DATA PROVIDED start

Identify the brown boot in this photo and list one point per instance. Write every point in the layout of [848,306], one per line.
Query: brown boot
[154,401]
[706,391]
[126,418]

DATA PROVIDED end

§ **PROBLEM STATEMENT**
Rewrite all of the data above, changing "brown boot" to "black boot" and keeping everything else the same.

§ **ANSWER TO THE TASK**
Identify the black boot in this photo and list one point per instance. Write every point in the layout of [848,306], one per line.
Query: black boot
[154,401]
[706,391]
[126,418]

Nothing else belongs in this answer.